---- Source text

Unions have been restricted to pure data structures with trivial constructors
in C++98 and c++03.

Since C++11 classes with non-trivial constructor can be part of unions.

But special member functions (normally generated automatically by the
compiler) must be defined explicitly.

.X[
Live-Demo given on request
]

.F[:
See also: SINAMICS C++ Hackathon Workshop Page 84
]

---
template: plain
name: nullptr
header: #### `nullptr`

With C++11 `nullptr` has been introduced with the intend to replace the
symbol `NULL` for assignment and test of pointers holding no valid address.

* For technical reasons `NULL` cannot be defined as a pointer but as the
  integral value `0`.

* This is no issue as long as the compiler can determine the use of `NULL`
  takes place in a pointer context:
  * It then gets converted in the adequate pointer type.
  * But this cannot happen when there are overloaded functions.

.X[
Live-Demo given on request
]

.F[:
See also: SINAMICS C++ Hackathon Workshop Page 86
]

---
template: plain
name: attributes
header: #### Attributes

Attributes._[] are a way to add Meta-Information

* not essential to generate correct code

* but maybe helpful, e.g. to customize warnings

.N.center[
Typically, attributes not understood by a particular compiler  
will be silently ignored.

--------
---- Data lines

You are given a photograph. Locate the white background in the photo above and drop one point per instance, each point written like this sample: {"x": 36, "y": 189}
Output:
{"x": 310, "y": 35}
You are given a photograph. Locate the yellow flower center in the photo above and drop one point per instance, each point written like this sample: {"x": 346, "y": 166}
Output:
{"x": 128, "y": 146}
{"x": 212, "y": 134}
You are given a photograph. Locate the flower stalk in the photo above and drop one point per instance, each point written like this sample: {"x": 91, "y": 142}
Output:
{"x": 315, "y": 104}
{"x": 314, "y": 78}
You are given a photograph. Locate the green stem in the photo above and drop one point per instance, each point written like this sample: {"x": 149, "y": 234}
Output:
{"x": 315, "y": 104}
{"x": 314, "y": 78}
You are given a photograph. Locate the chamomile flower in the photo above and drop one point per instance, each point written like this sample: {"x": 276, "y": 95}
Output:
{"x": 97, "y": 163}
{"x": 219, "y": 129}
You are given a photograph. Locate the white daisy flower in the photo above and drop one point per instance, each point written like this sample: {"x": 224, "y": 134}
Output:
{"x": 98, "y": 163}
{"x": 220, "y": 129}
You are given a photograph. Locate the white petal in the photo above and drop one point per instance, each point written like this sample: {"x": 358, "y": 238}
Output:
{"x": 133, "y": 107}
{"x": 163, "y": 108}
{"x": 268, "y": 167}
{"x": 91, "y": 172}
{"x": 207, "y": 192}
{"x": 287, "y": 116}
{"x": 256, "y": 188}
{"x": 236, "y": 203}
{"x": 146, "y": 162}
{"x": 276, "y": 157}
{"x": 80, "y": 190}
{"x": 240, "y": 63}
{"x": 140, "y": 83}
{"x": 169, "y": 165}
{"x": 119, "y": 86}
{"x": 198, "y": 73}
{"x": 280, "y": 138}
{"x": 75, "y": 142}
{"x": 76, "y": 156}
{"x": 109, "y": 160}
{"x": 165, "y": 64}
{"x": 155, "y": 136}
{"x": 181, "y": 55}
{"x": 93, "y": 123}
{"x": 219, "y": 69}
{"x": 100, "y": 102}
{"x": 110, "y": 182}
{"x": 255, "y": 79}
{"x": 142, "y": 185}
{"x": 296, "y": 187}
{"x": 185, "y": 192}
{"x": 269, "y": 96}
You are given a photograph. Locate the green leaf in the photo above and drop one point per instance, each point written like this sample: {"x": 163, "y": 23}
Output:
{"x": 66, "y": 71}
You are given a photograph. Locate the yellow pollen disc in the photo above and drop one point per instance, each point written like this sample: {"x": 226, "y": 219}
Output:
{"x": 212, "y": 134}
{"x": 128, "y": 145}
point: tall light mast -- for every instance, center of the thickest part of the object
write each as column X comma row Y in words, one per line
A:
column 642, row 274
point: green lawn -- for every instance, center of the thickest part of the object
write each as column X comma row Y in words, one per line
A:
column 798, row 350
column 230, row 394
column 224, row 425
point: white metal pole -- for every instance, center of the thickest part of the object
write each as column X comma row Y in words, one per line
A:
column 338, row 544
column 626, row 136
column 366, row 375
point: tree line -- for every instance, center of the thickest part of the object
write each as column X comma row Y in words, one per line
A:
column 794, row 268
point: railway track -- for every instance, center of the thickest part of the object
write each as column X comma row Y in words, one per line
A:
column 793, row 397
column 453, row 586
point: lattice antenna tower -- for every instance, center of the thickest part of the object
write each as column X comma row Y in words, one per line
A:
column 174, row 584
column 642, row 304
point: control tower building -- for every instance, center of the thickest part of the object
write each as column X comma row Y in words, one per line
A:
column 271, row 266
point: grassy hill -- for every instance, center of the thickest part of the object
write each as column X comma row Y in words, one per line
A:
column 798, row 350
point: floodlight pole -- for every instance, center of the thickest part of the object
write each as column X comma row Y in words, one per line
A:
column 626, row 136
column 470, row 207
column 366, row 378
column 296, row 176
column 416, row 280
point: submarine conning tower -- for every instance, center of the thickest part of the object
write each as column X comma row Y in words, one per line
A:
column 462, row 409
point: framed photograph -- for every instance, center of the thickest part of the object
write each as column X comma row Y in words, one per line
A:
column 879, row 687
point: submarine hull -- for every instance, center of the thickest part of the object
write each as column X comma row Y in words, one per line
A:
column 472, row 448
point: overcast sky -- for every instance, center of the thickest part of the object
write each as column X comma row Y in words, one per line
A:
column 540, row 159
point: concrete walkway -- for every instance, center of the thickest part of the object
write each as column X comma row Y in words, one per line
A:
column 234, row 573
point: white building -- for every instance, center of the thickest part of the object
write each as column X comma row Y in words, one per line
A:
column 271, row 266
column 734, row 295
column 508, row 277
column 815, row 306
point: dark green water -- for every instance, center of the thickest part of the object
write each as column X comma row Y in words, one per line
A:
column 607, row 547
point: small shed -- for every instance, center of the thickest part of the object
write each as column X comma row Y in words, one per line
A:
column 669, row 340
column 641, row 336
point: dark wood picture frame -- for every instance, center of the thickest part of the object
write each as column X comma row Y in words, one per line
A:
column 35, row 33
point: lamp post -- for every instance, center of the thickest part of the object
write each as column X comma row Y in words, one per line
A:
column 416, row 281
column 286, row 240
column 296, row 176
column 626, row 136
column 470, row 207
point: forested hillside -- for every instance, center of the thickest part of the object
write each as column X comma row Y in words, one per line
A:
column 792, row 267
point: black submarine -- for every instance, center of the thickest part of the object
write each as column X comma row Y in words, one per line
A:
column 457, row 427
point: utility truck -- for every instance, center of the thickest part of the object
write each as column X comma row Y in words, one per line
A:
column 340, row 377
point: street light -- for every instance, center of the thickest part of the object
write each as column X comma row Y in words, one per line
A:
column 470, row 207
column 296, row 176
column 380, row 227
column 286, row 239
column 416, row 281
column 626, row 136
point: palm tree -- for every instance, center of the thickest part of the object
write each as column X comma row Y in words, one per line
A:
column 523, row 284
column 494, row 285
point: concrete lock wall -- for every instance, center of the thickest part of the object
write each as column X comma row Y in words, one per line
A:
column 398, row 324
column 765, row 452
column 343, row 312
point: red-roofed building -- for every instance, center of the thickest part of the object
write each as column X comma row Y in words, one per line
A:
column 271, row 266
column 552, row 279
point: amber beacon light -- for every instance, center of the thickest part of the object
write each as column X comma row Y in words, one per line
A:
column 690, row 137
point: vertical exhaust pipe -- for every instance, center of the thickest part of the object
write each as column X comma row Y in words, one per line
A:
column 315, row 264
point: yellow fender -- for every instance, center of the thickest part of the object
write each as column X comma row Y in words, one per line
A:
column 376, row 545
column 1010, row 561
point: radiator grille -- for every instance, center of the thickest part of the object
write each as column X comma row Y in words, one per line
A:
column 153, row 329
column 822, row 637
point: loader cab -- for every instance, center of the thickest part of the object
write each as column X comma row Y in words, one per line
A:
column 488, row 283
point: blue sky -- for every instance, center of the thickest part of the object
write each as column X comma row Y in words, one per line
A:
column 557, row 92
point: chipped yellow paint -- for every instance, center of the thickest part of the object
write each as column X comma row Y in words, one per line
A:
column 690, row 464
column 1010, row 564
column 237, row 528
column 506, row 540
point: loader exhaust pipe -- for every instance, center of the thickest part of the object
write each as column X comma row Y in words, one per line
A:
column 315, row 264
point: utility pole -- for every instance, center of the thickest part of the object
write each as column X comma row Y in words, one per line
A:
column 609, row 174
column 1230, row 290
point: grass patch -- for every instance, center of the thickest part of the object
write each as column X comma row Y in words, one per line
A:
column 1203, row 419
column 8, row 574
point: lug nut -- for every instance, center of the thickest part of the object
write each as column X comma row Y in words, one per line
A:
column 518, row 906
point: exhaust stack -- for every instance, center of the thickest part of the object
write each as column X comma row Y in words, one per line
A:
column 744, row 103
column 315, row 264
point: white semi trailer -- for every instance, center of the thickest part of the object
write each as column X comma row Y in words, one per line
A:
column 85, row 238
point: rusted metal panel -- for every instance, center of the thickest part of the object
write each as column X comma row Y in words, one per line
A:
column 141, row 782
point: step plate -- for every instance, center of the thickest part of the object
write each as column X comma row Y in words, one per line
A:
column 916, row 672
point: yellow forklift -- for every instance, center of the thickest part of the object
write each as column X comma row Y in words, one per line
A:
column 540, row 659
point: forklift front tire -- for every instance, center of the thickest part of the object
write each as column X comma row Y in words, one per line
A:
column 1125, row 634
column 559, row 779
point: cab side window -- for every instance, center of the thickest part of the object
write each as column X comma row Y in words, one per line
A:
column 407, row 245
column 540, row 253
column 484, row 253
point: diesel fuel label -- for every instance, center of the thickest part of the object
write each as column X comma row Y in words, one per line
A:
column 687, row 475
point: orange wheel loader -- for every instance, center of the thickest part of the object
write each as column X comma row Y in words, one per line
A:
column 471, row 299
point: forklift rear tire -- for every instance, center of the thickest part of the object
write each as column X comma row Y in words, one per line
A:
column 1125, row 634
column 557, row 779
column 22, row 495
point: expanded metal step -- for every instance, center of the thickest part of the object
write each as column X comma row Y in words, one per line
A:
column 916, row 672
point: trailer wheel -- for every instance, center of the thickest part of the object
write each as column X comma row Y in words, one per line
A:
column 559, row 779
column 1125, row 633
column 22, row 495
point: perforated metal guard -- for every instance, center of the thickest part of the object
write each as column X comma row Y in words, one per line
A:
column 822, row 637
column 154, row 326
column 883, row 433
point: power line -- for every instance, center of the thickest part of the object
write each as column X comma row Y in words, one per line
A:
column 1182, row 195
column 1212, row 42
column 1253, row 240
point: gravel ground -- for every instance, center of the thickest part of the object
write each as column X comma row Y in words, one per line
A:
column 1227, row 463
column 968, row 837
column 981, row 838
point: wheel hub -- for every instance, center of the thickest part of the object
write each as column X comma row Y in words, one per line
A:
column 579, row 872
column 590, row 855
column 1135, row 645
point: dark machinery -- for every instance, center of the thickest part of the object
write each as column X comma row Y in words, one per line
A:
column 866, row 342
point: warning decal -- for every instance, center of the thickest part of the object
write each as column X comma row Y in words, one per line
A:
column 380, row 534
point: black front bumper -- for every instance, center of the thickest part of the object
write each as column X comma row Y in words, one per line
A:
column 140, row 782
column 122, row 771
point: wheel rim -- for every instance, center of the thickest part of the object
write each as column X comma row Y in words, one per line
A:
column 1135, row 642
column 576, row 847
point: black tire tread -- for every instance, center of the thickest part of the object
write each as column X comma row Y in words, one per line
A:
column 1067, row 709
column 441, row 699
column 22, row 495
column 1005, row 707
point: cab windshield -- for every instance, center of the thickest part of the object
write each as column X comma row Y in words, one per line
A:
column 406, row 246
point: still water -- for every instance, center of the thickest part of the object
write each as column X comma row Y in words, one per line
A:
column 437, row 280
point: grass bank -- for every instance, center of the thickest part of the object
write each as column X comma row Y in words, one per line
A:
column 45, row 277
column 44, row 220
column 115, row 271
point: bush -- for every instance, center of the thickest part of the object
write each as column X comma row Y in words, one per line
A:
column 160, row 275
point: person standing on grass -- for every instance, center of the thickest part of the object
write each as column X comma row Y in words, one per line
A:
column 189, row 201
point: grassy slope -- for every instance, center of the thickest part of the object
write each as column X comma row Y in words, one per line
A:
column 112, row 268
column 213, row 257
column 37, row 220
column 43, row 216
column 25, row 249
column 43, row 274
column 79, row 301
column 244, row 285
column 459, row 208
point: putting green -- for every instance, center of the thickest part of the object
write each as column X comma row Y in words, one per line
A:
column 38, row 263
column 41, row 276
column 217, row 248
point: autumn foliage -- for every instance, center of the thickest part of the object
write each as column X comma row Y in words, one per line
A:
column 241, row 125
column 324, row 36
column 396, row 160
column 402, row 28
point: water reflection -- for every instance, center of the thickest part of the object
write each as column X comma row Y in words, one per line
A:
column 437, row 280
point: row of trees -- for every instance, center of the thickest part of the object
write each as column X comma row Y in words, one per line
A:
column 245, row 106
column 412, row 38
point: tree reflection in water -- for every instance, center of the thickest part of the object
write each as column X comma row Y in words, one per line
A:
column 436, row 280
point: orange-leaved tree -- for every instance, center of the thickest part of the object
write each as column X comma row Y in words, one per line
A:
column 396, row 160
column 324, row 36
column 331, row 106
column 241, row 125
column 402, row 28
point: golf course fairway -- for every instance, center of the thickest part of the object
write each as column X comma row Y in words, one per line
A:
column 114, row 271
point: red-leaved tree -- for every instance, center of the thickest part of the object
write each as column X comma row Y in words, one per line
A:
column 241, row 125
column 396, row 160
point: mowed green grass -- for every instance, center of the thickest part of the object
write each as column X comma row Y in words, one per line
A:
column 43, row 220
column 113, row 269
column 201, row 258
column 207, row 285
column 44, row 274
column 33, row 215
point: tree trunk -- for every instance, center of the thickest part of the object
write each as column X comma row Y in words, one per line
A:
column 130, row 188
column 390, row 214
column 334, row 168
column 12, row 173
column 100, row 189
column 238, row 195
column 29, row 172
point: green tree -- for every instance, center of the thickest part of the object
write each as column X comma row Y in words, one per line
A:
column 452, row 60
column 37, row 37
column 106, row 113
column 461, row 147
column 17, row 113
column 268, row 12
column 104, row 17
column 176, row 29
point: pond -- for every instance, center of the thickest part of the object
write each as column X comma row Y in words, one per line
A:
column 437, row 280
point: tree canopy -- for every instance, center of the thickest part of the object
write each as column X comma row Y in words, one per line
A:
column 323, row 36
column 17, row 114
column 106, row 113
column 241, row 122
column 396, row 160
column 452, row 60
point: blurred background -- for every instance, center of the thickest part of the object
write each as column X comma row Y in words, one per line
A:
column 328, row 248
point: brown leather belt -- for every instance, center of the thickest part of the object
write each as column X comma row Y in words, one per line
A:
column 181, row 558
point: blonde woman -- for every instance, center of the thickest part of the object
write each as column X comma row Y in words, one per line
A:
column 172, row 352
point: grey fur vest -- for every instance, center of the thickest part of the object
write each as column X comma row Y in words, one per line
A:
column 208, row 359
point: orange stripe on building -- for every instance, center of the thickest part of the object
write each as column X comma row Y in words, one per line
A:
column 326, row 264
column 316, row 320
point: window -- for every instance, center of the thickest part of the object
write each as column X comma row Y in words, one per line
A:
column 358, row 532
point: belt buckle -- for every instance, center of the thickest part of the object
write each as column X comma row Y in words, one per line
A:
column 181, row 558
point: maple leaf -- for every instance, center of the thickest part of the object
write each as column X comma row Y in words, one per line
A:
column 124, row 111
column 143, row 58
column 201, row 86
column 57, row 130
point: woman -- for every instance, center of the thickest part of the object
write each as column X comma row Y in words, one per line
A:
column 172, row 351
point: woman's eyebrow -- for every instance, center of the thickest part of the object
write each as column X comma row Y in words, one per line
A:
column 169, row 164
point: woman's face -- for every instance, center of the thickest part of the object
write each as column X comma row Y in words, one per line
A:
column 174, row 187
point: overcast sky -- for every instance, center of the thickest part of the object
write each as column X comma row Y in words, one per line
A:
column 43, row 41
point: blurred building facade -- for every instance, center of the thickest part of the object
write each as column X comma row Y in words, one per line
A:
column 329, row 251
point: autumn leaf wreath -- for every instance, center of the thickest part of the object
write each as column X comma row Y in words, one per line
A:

--------

What this exercise asks:
1. In the C++ notes, what value is `NULL` defined as instead of a pointer?
2. Reproduce a stretch of the C++ notes, starting at the words "Attributes._[] are a" and ending after "be silently ignored.", but swap "warnings" for "diagnostics".
3. Continue the C++ notes from the point where they stop.

The replies:
1. The integral value `0`.

2.
Attributes._[] are a way to add Meta-Information

* not essential to generate correct code

* but maybe helpful, e.g. to customize diagnostics

.N.center[
Typically, attributes not understood by a particular compiler  
will be silently ignored.

3.
]

* Standard Attributes:
  * C++11: `[[noreturn]]`, `[[carries dependency`]]
  * C++14: `[[deprecated]]`
  * C++17: `[[fallthrough]]`, `[[maybe unused]]`, `[[nodiscard]]`

.I[
For more information see:  
https://en.cppreference.com/w/cpp/language/attributes
]

.F[:
See also: SINAMICS C++ Hackathon Workshop Page 91
]

---
template: plain
header: ###### Live-Demo

.X[
| Initially load this: | https://godbolt.org/z/3Ys17b |
| :------------------- | :--------------------------- |
| Intermediate steps:  |                              |
| Final version here:  |                              |
]

* demonstrating syntax and some uses of attributes

* vary compilers and compiler options

.Y[
Maybe take some time to review the examples saved during the live-demo.
***
]

---
template: plain
name: cpp_style_casts
header: ### C++ Style Casts

With C++98 a new cast syntax was introduced based on keywords:._[]

* `static_cast<` *`type`*  `>(` *`expr`* `)`
* `const_cast<` *`type`*  `>(` *`expr`* `)`
* `reinterpret_cast<` *`type`*  `>(` *`expr`* `)`

.F[:
There is a forth one called `dynamic_cast` which is not used as it depends on
Runtime Type Identification which is not used in SINAMICS projects.
]

---
template: plain
header: ###### Live-Demo

.X[
| Initially load this: | https://godbolt.org/z/89vzM9 |
| :------------------- | :--------------------------- |
| Intermediate steps:  |                              |
| Final version here:  |                              |
]

* demonstrating some `static_cast` examples
  * conversions automatically done anyway (but for which the cast may
    suppress warnings)
  * reverting conversions automatically done only in one direction
  * code-generating vs non-code generating applications

* (optionally demonstrating some `const_cast` examples)

* (optionally demonstrating some `reinterpret_cast` examples)

.Y[
Maybe take some time to review the examples saved during the live-demo.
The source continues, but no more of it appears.